- [INPUT ROWS]
____
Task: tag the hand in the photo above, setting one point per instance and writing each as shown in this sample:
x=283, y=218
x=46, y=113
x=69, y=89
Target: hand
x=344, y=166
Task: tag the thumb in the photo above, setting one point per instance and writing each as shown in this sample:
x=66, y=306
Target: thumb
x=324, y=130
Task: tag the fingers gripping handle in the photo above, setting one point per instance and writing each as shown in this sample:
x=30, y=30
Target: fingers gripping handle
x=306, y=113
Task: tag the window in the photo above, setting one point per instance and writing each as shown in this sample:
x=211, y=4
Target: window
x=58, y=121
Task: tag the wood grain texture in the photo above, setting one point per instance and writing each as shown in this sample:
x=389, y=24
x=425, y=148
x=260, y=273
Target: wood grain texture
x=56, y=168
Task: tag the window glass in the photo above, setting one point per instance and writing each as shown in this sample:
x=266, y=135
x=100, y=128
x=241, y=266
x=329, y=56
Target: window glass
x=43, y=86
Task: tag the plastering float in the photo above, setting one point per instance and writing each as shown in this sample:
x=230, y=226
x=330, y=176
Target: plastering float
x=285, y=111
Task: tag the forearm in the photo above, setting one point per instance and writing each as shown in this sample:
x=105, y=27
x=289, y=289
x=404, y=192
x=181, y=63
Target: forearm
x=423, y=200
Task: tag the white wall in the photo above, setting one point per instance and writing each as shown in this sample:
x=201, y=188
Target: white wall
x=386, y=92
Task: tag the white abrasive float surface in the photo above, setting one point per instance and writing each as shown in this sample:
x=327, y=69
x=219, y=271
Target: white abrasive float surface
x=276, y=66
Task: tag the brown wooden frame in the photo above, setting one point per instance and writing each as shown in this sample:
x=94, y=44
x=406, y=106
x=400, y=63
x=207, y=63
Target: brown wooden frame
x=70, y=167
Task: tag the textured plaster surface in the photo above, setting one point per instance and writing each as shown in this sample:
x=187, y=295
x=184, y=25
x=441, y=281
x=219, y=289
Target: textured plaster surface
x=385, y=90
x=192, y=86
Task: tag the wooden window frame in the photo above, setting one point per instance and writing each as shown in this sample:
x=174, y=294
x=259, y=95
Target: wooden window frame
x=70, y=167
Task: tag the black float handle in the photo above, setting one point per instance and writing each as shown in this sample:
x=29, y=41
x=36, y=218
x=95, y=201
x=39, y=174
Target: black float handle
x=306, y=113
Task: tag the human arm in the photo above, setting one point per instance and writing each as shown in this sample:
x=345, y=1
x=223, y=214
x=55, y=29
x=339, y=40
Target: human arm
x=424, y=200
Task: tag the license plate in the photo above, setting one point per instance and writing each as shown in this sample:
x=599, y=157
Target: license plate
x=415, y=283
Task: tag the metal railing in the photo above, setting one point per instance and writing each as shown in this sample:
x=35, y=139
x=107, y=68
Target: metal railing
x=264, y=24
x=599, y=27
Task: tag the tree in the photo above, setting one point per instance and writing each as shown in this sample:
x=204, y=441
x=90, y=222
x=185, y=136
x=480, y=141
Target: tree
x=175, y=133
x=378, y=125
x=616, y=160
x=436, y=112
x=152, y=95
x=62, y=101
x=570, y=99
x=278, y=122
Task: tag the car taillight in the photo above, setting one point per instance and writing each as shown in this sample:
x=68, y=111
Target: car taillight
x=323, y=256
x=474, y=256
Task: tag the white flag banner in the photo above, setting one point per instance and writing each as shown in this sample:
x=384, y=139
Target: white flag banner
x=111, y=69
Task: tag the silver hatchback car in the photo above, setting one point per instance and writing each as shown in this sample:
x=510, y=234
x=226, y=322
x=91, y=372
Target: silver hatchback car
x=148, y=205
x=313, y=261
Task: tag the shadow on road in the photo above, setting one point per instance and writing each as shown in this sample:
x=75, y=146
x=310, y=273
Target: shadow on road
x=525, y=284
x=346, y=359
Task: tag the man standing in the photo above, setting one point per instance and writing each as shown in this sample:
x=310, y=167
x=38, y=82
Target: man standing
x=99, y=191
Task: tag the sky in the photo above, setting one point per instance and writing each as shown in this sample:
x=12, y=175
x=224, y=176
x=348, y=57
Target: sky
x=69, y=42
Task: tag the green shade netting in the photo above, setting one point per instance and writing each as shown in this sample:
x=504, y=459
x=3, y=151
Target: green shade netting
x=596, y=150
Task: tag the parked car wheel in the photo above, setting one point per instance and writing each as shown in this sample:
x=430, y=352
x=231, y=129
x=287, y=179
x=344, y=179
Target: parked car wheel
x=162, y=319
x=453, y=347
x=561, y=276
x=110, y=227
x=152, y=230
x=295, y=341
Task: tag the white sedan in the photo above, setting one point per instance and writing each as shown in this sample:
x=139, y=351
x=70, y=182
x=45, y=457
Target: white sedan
____
- [TASK] Copy the data again, beginning at the line that has "Task: tag the license" and stopping after the line that has "x=474, y=256". Increase both the x and y value of each answer coordinate by 99, and keep every other line, including the sample coordinates, unchanged.

- [OUTPUT FOR THIS EXERCISE]
Task: tag the license plate in the photo above, setting one point per instance and writing each as shown in this sample:
x=599, y=157
Target: license plate
x=514, y=382
Task: tag the metal railing in the photo above, setting one point per instance and writing each as shown in this sample:
x=35, y=139
x=107, y=68
Target: metal railing
x=363, y=123
x=698, y=126
Task: tag the tree in the photo above, setting one point per instance and writing each as shown in this sample:
x=204, y=441
x=90, y=222
x=185, y=136
x=480, y=141
Target: tree
x=274, y=232
x=477, y=224
x=715, y=259
x=535, y=211
x=251, y=194
x=161, y=200
x=669, y=198
x=377, y=221
Task: tag the car taillight in the photo above, setting one point per instance and writing each as shown in this sample:
x=68, y=111
Target: car taillight
x=422, y=355
x=573, y=355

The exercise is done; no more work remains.